### Exercise task
Reproduce the lines below as a numbered list, leaving out any blank lines.

### Data for processing
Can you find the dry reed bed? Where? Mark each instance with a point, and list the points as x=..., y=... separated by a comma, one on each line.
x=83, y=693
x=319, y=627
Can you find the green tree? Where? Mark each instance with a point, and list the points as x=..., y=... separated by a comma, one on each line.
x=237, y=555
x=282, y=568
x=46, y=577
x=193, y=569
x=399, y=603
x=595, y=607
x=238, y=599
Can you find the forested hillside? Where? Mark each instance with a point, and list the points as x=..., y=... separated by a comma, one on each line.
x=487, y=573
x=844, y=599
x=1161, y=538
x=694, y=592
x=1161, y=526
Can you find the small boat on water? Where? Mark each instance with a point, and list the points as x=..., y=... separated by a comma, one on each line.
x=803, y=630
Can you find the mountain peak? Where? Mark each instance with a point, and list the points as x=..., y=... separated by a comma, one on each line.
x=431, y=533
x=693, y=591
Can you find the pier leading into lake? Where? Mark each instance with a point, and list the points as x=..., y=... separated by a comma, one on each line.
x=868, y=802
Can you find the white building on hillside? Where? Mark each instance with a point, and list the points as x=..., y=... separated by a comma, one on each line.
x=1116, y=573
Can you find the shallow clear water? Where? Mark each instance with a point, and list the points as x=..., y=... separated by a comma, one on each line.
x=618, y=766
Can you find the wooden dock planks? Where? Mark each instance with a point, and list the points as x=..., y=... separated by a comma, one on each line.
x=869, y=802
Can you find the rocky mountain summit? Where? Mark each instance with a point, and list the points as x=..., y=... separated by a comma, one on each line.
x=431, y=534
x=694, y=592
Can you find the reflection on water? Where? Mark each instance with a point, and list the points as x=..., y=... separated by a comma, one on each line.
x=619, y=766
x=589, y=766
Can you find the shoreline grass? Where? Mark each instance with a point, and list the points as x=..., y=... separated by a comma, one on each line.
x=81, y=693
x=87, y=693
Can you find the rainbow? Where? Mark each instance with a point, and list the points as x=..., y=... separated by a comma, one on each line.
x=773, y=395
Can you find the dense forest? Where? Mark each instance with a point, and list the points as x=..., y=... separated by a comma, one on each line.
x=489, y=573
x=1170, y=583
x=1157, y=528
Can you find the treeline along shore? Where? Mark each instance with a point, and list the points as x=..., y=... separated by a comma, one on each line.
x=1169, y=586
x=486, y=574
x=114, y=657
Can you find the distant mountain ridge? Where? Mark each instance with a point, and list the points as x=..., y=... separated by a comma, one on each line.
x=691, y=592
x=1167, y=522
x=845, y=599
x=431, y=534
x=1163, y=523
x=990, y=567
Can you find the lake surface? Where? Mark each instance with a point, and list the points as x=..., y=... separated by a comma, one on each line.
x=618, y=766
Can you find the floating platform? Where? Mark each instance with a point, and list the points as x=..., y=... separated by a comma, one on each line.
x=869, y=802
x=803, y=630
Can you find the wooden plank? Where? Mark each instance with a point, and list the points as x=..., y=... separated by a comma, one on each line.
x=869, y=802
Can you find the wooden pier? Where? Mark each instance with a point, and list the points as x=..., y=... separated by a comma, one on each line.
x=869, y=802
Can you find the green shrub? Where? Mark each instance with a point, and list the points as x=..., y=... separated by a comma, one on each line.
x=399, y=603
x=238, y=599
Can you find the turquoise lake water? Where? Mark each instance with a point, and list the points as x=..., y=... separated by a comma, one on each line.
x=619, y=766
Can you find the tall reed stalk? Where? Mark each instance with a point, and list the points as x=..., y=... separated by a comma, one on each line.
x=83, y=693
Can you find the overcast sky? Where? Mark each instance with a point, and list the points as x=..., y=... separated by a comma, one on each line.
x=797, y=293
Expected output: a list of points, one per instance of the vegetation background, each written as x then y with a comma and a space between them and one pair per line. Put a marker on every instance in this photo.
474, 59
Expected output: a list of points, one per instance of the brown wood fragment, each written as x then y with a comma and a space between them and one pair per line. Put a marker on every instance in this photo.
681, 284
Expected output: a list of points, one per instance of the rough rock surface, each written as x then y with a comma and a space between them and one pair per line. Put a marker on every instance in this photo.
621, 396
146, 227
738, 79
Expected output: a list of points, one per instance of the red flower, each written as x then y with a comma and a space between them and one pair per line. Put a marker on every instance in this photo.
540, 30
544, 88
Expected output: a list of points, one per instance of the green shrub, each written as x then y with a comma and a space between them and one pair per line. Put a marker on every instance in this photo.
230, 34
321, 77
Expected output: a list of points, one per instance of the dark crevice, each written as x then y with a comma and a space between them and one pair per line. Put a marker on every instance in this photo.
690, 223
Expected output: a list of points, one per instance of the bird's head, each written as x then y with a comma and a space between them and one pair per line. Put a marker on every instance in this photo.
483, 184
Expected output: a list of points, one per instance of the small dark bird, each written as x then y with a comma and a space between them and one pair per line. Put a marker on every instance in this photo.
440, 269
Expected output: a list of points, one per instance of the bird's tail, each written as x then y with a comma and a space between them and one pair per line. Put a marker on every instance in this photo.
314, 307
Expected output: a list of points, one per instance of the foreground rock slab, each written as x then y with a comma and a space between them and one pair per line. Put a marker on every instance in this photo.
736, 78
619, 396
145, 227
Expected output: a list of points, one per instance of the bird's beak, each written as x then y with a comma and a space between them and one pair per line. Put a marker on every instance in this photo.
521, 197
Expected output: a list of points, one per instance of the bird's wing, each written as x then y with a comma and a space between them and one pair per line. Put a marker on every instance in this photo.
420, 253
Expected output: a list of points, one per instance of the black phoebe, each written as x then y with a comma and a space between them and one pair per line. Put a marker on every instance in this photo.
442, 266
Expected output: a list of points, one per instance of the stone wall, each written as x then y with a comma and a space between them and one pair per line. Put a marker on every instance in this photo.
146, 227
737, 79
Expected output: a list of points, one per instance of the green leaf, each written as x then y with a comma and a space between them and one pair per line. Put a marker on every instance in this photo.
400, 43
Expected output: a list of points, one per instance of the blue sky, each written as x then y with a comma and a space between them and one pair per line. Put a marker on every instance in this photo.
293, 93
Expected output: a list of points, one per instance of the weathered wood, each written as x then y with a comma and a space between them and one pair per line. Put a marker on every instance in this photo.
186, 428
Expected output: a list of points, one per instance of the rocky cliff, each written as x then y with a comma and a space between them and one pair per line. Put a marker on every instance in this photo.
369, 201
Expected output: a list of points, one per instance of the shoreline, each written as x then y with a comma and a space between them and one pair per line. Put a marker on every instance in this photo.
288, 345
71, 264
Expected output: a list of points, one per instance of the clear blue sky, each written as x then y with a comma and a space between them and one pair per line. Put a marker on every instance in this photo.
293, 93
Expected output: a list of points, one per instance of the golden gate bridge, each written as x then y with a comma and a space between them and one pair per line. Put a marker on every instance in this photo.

### Written response
1. Can you find the dry reed bed? Where? Mark each instance with a point, and list the points as x=..., y=... separated by a comma, one on each line.
2. x=83, y=693
3. x=319, y=627
4. Can you find the green tree? Where? Mark each instance with a point, and list the points as x=..., y=... separated by a comma, one on each line.
5. x=237, y=555
6. x=282, y=568
7. x=46, y=577
8. x=193, y=569
9. x=399, y=603
10. x=595, y=607
11. x=238, y=599
12. Can you find the forested hillside? Where? Mark each instance with a point, and list the points as x=..., y=... separated by a comma, one on each line.
13. x=487, y=573
14. x=844, y=599
15. x=1161, y=538
16. x=694, y=592
17. x=1161, y=526
18. Can you find the small boat on water? Where? Mark each instance with a point, and list the points as x=..., y=... separated by a comma, one on each line.
19. x=803, y=630
20. Can you find the mountain peak? Where? Mark each instance with a point, and list the points as x=..., y=... separated by a comma, one on each line.
21. x=431, y=533
22. x=693, y=591
23. Can you find the pier leading into lake? Where? Mark each instance with a point, and list the points as x=..., y=... separated by a comma, one on each line.
24. x=868, y=802
25. Can you find the white building on hillside? Where? Mark each instance with a point, and list the points as x=..., y=... separated by a comma, one on each line.
26. x=1116, y=573
27. Can you find the shallow clear water? Where? Mark each instance with a point, and list the points as x=..., y=... separated by a comma, one on each line.
28. x=618, y=766
29. Can you find the wooden dock planks? Where? Mark each instance with a point, and list the points as x=..., y=... separated by a comma, one on each line.
30. x=869, y=802
31. Can you find the rocky mountain summit? Where? Mark each instance with a point, and list the points as x=..., y=... separated by a comma, one on each line.
32. x=431, y=534
33. x=694, y=592
34. Can you find the reflection on water? Where? Mark each instance with a point, and list the points as x=..., y=... separated by a comma, one on each line.
35. x=619, y=766
36. x=589, y=766
37. Can you find the shoreline grass? Where? Mark each instance with a point, and list the points as x=..., y=... separated by a comma, one on each line.
38. x=81, y=693
39. x=87, y=693
40. Can you find the rainbow? Where? Mark each instance with a point, and list the points as x=..., y=... separated by a comma, one on each line.
41. x=773, y=395
42. Can you find the dense forest? Where? Mark each instance with a point, and list the points as x=..., y=... separated by a comma, one on each line.
43. x=489, y=573
44. x=1170, y=583
45. x=1157, y=528
46. Can you find the treeline along shore? Where? Mark each instance with a point, and list the points as x=..., y=... separated by a comma, one on each line.
47. x=1169, y=586
48. x=486, y=574
49. x=114, y=657
50. Can you find the distant mountain ridge? Where? Mark each instance with a point, and list the points as x=..., y=... separated by a comma, one on each line.
51. x=691, y=592
52. x=1167, y=522
53. x=845, y=599
54. x=431, y=534
55. x=1163, y=523
56. x=990, y=567
57. Can you find the lake surface? Where? Mark each instance with a point, and list the points as x=..., y=... separated by a comma, one on each line.
58. x=618, y=766
59. Can you find the floating platform? Where? Mark each instance with a point, and list the points as x=..., y=... separated by a comma, one on each line.
60. x=869, y=802
61. x=803, y=630
62. Can you find the wooden plank? Where? Mark each instance with a point, and list the points as x=..., y=... separated by a comma, one on each line.
63. x=869, y=802
64. Can you find the wooden pier? Where? Mark each instance with a point, and list the points as x=..., y=... separated by a comma, one on each line.
65. x=869, y=802
66. Can you find the green shrub? Where? Mark each instance with a point, and list the points as x=..., y=... separated by a comma, one on each line.
67. x=399, y=603
68. x=238, y=599
69. Can you find the turquoise lake water? Where? Mark each instance with a point, and list the points as x=..., y=... separated by a comma, one on each line.
70. x=619, y=766
71. Can you find the tall reed stalk? Where? Mark each instance with a point, and list the points as x=..., y=... separated by a comma, one on each line.
72. x=83, y=693
73. Can you find the overcast sky? Where? Mark each instance with a point, and list the points as x=..., y=... separated by a comma, one on each line.
74. x=797, y=293
75. Expected output: a list of points, one per instance of the vegetation background, each written as x then y with a comma and a space between them and one pair per line. Put a marker on every instance in this photo.
76. 474, 59
77. Expected output: a list of points, one per instance of the brown wood fragment, each written as x then y with a comma and a space between them and one pair per line. Put a marker on every instance in this photo.
78. 681, 284
79. Expected output: a list of points, one per instance of the rough rock surface, each written as x then y with a comma and a space between them and one pair per line. Put a marker on every instance in this photo.
80. 621, 396
81. 146, 227
82. 738, 79
83. Expected output: a list of points, one per instance of the red flower, each written as x then y with a comma and a space between them and one pair per line. Put a marker on every instance in this photo.
84. 540, 30
85. 544, 88
86. Expected output: a list of points, one per instance of the green shrub, each written as x then y with a comma and a space between them and one pair per line. Put a marker on every instance in this photo.
87. 230, 34
88. 321, 77
89. Expected output: a list of points, one per instance of the dark crevice, each written as x then y with a comma and a space between them and one pair per line. Put a marker on every instance in this photo.
90. 690, 223
91. Expected output: a list of points, one per instance of the bird's head, each written as x then y with a comma and a space between them and one pair per line. Put a marker on every instance in this photo.
92. 483, 184
93. Expected output: a list of points, one per instance of the small dark bird, each written as x then y with a comma and a space between them and one pair per line. Put a marker on every instance in this photo.
94. 440, 269
95. Expected output: a list of points, one per instance of the bird's tail, each written as x then y with a comma and a space between them and one pair per line. Put a marker on every instance in this photo.
96. 314, 307
97. Expected output: a list of points, one per instance of the foreground rock slab, each written as x then y with a comma and a space between them and one pair per line. Put a marker on every instance in this photo.
98. 736, 78
99. 619, 396
100. 145, 227
101. Expected output: a list of points, one per instance of the bird's beak, each written as x then y with a comma and a space between them and one pair per line. Put a marker on every instance in this photo.
102. 521, 197
103. Expected output: a list of points, one per instance of the bird's wing, each written as x then y with a comma and a space between them and one pair per line. Put a marker on every instance in this photo.
104. 420, 253
105. Expected output: a list of points, one per instance of the black phoebe, each written as x then y with a comma and a space between them and one pair per line. Put a marker on every instance in this photo.
106. 442, 266
107. Expected output: a list of points, one per instance of the stone wall, each written as x then y with a comma and a space between them and one pair per line. Put a marker on every instance in this photo.
108. 146, 227
109. 737, 79
110. Expected output: a list of points, one per instance of the green leaf, each written as x then y with a comma and a space between them and one pair per line. Put a marker on every instance in this photo.
111. 400, 43
112. Expected output: a list of points, one per instance of the blue sky, each written as x then y with a comma and a space between them and one pair per line. Put a marker on every instance in this photo.
113. 293, 93
114. Expected output: a list of points, one per instance of the weathered wood, each written as x then y with a comma and a space between them and one pair per line. Put a marker on every instance in this photo.
115. 186, 428
116. Expected output: a list of points, one per instance of the rocky cliff, each written as x then y with a comma and a space between them and one pair per line. Put a marker on every instance in this photo.
117. 369, 201
118. Expected output: a list of points, one per instance of the shoreline, each written as x then y with a comma and a space between them and one pair per line. Put a marker on every instance in this photo.
119. 288, 345
120. 71, 264
121. Expected output: a list of points, one per instance of the clear blue sky, each written as x then y with a comma and a space between them and one pair per line. Put a marker on every instance in this photo.
122. 293, 93
123. Expected output: a list of points, one per instance of the golden gate bridge, each written as x then y with a comma and a space between them and one pair per line. Put a marker on every instance in this photo.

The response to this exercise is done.